## [Given exercise 1]
In the forum thread, which table holds the customer name?
___ Document section ___
So, as I understand it, we first insert those records into customer_feedback table.

 

Then using the ID from that table, insert the survey records into feedback_answers?

 

Well, that makes a lot of sense but what is the relationship between the two tables?

 

It isn't obvious to me.

 

It is also not clear to me how you insert values for ChoiceID and comments.

 

I can understand how to pass the comments variable to the insert statement but not sure about ChoiceID.

 

Example,

 

name="answer[$row['qID']];

comments = $_POST["comments'];

ChoiceID = ??

 

Thanks very much for your generous assistance.

[sonnieboy]

Too bad this forum doesn't edits unless I am missing it.

 

Here is a fiddle of what I am trying to do.

 

I used your answer[$row['qID']] to generate the markup for the survey questions and choices.

 

But I need to be able to capture the customer name, location, department, date of survey, the user's choices to the six questions and the comments.

 

Thanks again.

[Barand]

The comments fields would also require an array index, like the answer e.g.

<textarea name="comment[$row['qID']]"></textarea>

So

foreach ($_POST['answer'] as $qid => $choiceid) {
     $comment = $_POST['comment'][$id];     // get the associated comment

     // insert feedbackid, qid, choiceid and comment into feedback_answer
}

You are saving customer name etc in the customer_feedback record. The related answers have the same feedback id. (see diagram ^^)

[sonnieboy]

You are awesome!
___ Provided records ___
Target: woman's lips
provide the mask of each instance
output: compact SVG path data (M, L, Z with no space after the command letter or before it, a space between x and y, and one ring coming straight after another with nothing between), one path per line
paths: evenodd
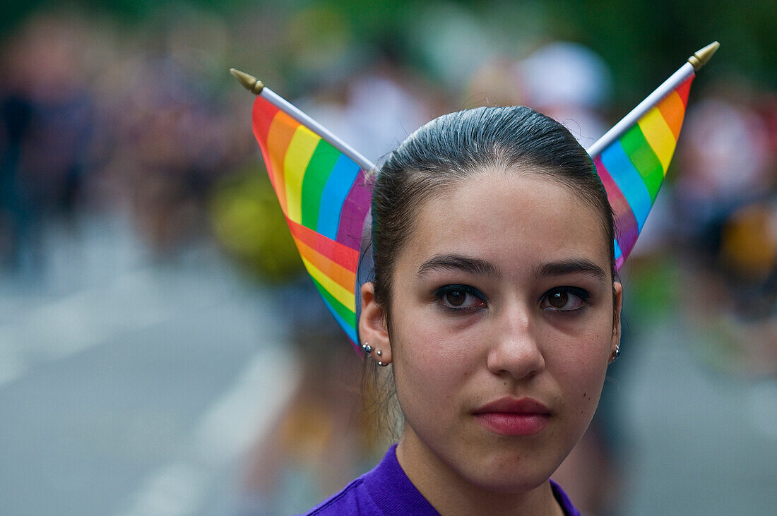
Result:
M497 434L531 435L542 431L550 421L547 407L531 398L501 398L474 411L476 421Z

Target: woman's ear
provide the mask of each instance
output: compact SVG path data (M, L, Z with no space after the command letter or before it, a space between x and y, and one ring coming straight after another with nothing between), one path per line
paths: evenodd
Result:
M385 309L375 301L375 287L371 282L361 286L361 317L359 317L359 337L372 348L369 356L382 365L391 363L391 340ZM380 352L380 354L378 354Z
M621 308L623 306L623 286L620 282L612 282L612 355L610 362L615 360L619 353L621 345Z

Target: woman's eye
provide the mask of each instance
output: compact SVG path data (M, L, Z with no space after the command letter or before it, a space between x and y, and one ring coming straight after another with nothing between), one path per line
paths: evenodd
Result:
M580 289L553 289L542 298L540 306L551 310L568 312L582 308L589 297L588 293Z
M486 306L479 293L475 289L466 286L449 285L439 289L437 298L445 308L451 310L465 310L468 308L483 308Z

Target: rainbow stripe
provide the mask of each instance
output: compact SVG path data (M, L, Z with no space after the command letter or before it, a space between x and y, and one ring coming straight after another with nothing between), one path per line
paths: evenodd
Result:
M615 215L620 268L661 188L682 127L693 75L681 83L600 154L591 156Z
M253 126L302 263L355 345L356 272L372 195L364 171L261 96Z

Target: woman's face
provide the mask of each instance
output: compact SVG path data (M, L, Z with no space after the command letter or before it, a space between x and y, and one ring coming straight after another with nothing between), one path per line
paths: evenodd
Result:
M568 187L531 174L488 170L424 204L388 331L368 310L361 328L393 364L406 470L517 493L572 450L619 338L601 227Z

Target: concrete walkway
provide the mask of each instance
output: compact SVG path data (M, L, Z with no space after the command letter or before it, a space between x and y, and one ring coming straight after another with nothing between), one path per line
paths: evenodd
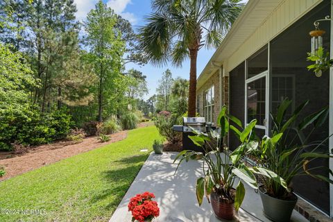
___
## [Given exercise 2]
Give the records as a JSON list of strings, one string per line and no blank lines. Start at the first line of the records and stop after the line that contains "M568 187L531 174L488", and leave the pictures out.

## [Right answer 1]
The customer_feedback table.

## [Right answer 2]
[
  "Target: woman's lips",
  "provide the mask of each instance",
  "output: compact SVG path data (M, L, Z with no space after the command letter or before it, a space between x and y, and one ring coming straight after another with nothing between), one path per line",
  "paths: evenodd",
  "Result:",
  "M497 434L531 435L542 431L550 421L547 407L531 398L501 398L474 411L476 421Z",
  "Target: woman's ear",
  "provide the mask of each instance",
  "output: compact SVG path data (M, L, Z with no space after the command letter or before it, a space between x and y, and one ring coming straight after another with nothing between), one path per line",
  "paths: evenodd",
  "Result:",
  "M385 309L375 301L375 287L371 282L361 286L361 317L359 317L359 337L372 348L369 356L382 365L391 363L391 340ZM380 352L380 354L378 354Z",
  "M621 308L623 306L623 286L620 282L612 282L612 355L610 362L615 360L619 353L621 345Z",
  "Target: woman's eye",
  "provide the mask of each instance",
  "output: compact SVG path data (M, L, Z with no space after the command letter or before it, a space between x and y, and one ring coming straight after another with nothing between), one path per line",
  "paths: evenodd",
  "Result:",
  "M580 289L553 289L542 298L540 306L551 310L568 312L582 308L589 297L588 293Z",
  "M486 306L479 293L475 289L466 286L449 285L439 289L437 298L445 308L451 310L465 310L468 308L483 308Z",
  "Target: rainbow stripe",
  "provide the mask of each instance",
  "output: compact SVG path data (M, L, Z with no space after the command letter or before it, a space between x and y, and one ring coming straight after another with nothing between), one path per line",
  "paths: evenodd",
  "Result:",
  "M615 215L620 268L661 188L682 127L693 75L681 83L600 154L591 156Z",
  "M253 126L302 263L355 345L356 272L372 195L364 171L261 96Z",
  "Target: woman's face",
  "provide the mask of each instance",
  "output: compact SVG path data (M, L, Z with no space after the command letter or before it, a space between x and y, and one ring coming straight after another with nothing between), one path per line",
  "paths: evenodd",
  "Result:",
  "M568 187L531 174L488 170L424 204L388 331L368 310L361 328L393 364L406 470L517 493L572 450L619 338L601 227Z"
]